Dataset excerpt

++++++++

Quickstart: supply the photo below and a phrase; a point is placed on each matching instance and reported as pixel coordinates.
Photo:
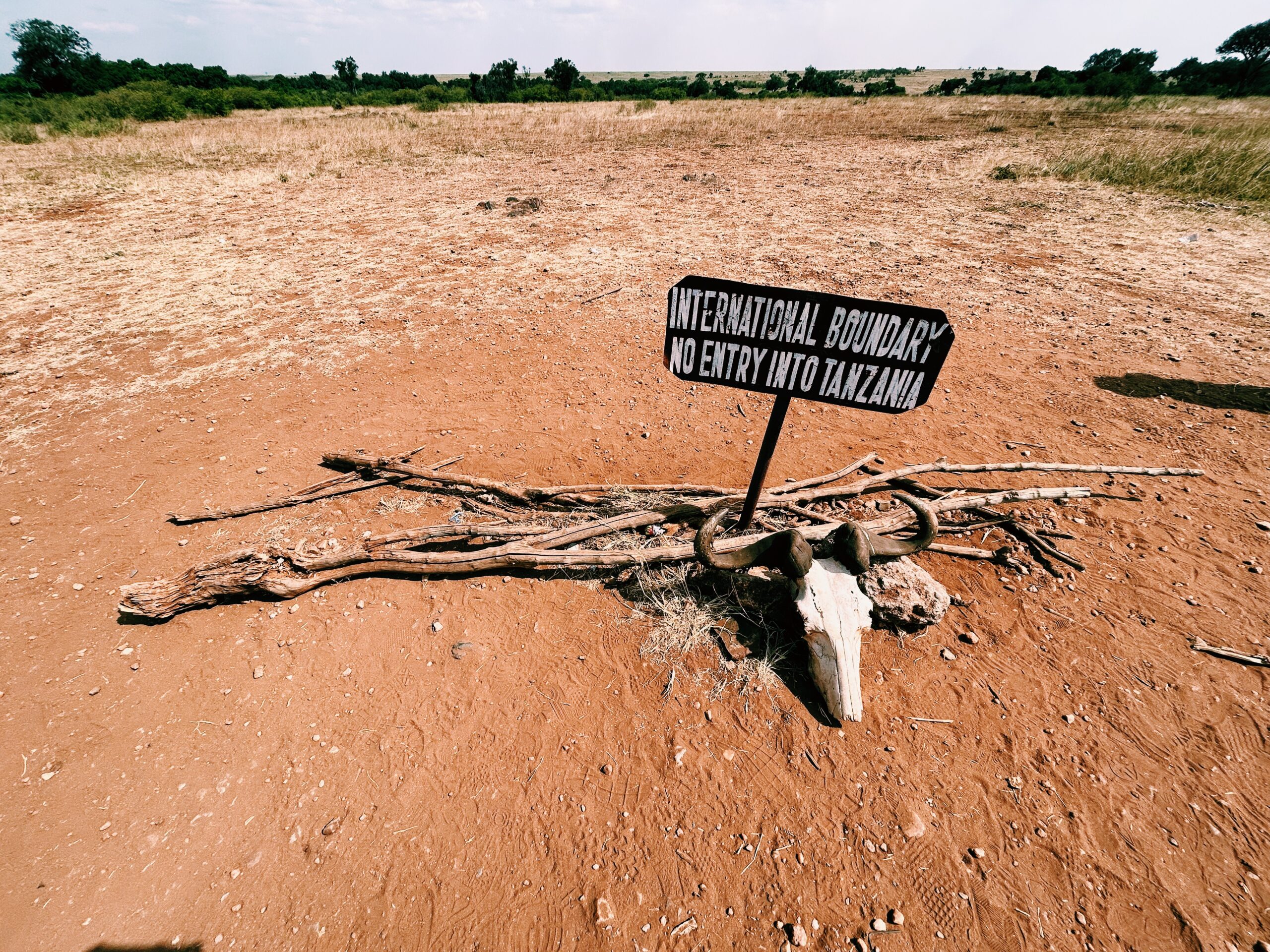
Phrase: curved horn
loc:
(856, 547)
(785, 551)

++++++++

■ **WHAT TO WORK ON**: Output each line of the material above as a JSON list of strings, with one string per line. Leave out blank lines and the picture.

■ **WRITTEN RESPONSE**:
[
  "Quickstart: supply the photo below and a phrase; a point is placed on each matching instance and reported as pixel coordinates.",
  "Photo:",
  "Phrase: curved horn",
  "loc:",
  "(856, 547)",
  "(785, 551)"
]